--- Requirement ---
Please pull out every line below that contains the string "forest". Case counts.

--- Input data ---
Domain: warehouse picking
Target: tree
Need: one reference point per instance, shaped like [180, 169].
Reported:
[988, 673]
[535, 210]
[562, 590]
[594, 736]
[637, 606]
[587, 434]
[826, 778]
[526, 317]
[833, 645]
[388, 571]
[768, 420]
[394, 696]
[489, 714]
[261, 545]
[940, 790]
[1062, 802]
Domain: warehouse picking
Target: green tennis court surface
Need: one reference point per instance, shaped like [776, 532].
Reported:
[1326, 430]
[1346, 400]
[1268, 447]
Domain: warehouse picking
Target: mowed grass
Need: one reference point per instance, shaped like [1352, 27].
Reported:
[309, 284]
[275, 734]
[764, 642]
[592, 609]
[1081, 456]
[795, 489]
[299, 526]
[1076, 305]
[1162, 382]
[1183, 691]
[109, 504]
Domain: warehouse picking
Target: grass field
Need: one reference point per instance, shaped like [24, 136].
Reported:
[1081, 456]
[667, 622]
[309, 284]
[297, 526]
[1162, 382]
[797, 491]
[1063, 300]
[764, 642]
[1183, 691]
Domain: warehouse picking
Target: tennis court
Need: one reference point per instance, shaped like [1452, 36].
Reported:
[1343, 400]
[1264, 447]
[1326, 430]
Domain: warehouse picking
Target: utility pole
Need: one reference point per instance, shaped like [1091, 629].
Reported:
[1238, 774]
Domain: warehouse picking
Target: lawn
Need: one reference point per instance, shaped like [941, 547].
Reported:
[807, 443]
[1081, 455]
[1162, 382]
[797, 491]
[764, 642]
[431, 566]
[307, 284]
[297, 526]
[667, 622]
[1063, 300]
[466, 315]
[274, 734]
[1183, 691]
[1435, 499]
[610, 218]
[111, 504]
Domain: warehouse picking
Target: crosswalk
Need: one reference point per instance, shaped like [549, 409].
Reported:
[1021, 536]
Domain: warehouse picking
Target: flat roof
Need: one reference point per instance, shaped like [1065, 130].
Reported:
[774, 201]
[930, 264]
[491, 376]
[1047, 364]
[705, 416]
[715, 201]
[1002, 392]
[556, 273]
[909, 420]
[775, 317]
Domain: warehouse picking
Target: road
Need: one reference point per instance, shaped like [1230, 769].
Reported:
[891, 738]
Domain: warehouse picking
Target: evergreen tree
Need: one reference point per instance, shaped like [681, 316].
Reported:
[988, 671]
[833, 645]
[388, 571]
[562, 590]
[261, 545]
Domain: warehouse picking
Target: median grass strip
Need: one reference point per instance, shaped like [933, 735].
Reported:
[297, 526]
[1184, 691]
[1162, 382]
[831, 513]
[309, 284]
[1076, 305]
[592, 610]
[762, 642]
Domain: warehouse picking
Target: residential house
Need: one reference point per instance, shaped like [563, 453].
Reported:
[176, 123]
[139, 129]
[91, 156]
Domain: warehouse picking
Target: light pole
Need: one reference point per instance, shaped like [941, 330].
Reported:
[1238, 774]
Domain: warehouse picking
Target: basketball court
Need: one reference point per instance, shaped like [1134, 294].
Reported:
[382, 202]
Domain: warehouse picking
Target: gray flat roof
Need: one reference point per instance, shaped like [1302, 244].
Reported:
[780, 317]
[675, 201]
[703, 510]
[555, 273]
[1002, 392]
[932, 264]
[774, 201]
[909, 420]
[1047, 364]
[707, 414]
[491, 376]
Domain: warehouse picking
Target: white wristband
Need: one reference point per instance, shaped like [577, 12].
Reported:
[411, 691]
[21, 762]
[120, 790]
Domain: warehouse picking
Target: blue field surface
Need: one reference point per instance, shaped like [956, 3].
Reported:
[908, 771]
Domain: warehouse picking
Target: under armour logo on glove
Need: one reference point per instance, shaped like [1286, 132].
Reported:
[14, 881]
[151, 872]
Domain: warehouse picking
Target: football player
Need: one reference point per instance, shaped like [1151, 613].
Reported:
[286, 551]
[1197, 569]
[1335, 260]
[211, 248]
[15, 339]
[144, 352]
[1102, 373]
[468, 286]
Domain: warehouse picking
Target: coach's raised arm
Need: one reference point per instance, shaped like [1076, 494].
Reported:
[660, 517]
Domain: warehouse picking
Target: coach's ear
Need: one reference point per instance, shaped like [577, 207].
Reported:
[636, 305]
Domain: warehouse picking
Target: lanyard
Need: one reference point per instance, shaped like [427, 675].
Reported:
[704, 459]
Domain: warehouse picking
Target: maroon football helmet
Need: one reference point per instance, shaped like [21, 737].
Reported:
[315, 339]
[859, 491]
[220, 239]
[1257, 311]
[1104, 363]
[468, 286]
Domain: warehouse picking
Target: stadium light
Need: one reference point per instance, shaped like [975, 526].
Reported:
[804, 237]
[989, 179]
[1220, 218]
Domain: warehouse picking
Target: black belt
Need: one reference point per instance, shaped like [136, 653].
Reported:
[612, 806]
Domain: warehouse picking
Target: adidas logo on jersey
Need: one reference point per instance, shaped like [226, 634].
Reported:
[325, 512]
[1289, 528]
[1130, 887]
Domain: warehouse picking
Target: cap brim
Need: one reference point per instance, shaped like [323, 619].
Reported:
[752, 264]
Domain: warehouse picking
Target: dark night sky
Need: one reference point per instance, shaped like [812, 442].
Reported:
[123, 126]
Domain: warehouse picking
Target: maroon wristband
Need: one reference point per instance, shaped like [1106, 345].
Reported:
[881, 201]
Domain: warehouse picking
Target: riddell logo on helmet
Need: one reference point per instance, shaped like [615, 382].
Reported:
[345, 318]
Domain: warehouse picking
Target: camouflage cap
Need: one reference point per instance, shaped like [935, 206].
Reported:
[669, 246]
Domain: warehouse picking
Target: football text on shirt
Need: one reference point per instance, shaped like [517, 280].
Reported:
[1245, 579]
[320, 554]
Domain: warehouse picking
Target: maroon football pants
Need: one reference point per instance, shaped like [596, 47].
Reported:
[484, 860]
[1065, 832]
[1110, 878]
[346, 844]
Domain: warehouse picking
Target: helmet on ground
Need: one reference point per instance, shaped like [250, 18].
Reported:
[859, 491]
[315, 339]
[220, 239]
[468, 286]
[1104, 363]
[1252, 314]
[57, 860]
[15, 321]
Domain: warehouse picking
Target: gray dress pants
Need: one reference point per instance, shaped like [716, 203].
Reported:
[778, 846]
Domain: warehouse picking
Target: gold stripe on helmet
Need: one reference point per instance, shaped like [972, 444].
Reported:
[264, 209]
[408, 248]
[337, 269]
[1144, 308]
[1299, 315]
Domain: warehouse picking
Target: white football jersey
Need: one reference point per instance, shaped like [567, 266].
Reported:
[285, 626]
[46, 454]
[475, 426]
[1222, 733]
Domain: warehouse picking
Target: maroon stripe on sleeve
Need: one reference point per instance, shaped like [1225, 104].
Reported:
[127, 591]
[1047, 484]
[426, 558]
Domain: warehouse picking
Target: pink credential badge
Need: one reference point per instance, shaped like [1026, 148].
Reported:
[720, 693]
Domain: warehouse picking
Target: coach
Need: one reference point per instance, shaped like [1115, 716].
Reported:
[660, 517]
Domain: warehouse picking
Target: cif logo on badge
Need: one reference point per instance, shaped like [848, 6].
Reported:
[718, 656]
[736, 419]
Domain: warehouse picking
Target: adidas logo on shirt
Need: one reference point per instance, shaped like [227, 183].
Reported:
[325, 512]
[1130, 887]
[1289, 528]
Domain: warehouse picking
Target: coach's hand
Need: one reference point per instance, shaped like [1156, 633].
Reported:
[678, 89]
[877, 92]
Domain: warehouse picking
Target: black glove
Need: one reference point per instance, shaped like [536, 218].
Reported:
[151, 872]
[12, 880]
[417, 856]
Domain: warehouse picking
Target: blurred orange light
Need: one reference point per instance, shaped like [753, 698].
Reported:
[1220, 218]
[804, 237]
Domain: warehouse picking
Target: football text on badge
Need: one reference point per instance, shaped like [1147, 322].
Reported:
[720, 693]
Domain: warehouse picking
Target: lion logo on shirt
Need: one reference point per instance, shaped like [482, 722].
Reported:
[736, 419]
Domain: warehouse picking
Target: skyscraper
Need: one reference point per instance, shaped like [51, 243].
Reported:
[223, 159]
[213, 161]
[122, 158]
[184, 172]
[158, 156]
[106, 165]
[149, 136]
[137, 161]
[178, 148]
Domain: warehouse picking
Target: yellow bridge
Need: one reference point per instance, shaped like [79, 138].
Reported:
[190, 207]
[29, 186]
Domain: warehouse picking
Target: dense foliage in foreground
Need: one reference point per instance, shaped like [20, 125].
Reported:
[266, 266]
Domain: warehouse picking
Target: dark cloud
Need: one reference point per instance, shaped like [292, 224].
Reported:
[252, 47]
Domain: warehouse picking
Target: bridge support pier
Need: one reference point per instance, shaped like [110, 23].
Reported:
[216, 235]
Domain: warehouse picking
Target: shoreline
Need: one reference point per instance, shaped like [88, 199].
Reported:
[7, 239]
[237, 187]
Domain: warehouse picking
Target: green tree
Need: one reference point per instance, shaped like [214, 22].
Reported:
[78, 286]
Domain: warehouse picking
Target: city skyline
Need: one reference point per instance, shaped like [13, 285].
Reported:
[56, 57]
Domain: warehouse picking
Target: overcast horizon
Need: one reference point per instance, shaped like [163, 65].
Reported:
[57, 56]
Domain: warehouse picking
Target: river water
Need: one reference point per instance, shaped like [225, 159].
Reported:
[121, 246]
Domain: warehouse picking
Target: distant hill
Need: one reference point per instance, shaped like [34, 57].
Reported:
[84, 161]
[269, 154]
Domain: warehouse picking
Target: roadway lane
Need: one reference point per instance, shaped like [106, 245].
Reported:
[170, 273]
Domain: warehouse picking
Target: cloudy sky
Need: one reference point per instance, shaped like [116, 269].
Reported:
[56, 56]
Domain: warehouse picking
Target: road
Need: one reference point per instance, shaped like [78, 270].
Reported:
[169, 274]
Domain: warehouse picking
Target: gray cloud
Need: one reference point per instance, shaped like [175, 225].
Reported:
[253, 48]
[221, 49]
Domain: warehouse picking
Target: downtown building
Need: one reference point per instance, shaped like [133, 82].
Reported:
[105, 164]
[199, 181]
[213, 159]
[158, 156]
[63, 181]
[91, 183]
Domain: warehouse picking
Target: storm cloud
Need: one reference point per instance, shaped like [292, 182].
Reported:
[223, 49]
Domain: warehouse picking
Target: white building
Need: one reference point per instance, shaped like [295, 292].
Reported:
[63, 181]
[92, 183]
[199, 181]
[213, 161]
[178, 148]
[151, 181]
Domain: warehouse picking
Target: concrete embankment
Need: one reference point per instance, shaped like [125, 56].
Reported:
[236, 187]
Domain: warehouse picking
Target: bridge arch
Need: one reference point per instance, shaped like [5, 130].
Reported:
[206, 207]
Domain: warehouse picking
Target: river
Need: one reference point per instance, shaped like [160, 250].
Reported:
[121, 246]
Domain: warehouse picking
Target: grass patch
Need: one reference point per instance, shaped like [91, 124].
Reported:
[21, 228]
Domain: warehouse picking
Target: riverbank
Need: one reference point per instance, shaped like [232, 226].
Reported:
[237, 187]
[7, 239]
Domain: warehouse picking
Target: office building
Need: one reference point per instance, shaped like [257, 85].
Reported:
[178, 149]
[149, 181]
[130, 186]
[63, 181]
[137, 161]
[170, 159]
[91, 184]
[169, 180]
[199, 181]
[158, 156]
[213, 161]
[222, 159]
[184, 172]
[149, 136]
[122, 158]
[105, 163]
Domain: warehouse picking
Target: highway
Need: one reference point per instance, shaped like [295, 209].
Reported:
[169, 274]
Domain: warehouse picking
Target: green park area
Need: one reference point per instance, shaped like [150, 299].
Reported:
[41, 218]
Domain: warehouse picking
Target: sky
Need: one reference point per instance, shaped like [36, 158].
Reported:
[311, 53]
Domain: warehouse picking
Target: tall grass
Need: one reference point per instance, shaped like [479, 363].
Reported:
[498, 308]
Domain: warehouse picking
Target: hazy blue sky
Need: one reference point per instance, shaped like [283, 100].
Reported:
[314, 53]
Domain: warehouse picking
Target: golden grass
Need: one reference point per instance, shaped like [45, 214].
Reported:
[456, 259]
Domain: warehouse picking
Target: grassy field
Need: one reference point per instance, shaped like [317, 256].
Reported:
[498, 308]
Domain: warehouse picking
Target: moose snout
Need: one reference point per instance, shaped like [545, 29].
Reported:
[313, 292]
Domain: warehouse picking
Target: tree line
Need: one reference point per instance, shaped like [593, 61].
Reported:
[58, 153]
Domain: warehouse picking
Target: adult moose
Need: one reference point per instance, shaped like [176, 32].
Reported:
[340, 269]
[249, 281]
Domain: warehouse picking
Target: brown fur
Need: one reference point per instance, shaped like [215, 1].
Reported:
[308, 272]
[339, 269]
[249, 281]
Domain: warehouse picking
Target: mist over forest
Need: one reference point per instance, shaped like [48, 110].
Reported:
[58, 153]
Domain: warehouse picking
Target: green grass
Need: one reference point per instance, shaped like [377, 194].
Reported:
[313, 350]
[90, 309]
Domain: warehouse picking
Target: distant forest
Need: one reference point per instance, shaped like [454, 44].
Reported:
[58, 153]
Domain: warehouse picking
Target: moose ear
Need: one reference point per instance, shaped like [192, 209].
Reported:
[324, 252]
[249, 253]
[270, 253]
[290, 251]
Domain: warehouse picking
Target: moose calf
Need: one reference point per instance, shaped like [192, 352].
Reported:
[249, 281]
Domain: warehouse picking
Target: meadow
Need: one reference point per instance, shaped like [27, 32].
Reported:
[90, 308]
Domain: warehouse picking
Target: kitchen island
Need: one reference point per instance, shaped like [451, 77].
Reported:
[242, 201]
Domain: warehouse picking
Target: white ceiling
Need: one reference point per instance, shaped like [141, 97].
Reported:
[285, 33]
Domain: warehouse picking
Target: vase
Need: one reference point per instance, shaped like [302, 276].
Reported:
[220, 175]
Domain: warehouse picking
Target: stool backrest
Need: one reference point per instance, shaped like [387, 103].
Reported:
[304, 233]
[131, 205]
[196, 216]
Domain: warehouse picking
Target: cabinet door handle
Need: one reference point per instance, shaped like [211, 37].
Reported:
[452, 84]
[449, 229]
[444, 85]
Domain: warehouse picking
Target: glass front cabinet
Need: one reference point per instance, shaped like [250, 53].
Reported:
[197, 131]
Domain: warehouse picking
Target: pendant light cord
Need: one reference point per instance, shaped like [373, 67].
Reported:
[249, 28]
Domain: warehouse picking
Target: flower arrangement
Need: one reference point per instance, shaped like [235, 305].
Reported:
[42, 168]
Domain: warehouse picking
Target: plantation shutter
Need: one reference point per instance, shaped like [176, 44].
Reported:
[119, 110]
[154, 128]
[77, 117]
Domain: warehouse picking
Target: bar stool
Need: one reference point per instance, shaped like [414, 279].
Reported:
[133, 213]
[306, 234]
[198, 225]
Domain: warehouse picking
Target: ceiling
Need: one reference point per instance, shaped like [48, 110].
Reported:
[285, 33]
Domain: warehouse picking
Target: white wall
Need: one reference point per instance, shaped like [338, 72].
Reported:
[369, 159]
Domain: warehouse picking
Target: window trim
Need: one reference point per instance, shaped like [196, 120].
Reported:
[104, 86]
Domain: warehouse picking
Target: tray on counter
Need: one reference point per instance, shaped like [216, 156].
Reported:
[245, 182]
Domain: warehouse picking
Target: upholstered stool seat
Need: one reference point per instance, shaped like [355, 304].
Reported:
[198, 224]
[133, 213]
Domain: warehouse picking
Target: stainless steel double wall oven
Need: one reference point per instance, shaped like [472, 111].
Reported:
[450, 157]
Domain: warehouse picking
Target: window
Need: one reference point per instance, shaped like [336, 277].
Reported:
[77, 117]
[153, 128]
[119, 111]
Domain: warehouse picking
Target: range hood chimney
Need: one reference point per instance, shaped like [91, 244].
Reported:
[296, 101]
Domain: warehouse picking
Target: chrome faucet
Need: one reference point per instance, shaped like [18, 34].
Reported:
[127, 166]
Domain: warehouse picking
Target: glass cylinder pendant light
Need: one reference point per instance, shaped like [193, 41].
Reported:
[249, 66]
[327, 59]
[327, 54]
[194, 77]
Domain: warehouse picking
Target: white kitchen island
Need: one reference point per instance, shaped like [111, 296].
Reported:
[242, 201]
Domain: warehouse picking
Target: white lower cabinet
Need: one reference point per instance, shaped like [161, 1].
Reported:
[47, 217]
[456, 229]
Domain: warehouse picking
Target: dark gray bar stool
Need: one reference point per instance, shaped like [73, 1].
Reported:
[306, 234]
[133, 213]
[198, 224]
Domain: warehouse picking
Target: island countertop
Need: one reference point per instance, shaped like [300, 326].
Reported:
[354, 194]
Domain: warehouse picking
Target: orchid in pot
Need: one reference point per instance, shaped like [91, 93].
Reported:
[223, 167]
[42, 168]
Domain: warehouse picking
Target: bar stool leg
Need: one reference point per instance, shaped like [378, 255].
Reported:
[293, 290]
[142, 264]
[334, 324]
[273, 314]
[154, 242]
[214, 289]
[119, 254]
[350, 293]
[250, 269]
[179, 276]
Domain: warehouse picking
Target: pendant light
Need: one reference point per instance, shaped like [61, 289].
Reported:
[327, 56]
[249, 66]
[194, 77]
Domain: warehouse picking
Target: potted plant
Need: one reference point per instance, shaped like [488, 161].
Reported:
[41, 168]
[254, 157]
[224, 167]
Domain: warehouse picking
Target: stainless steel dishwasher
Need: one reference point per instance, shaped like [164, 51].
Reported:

--- Answer below ---
Target: mist over forest
Target: distant forest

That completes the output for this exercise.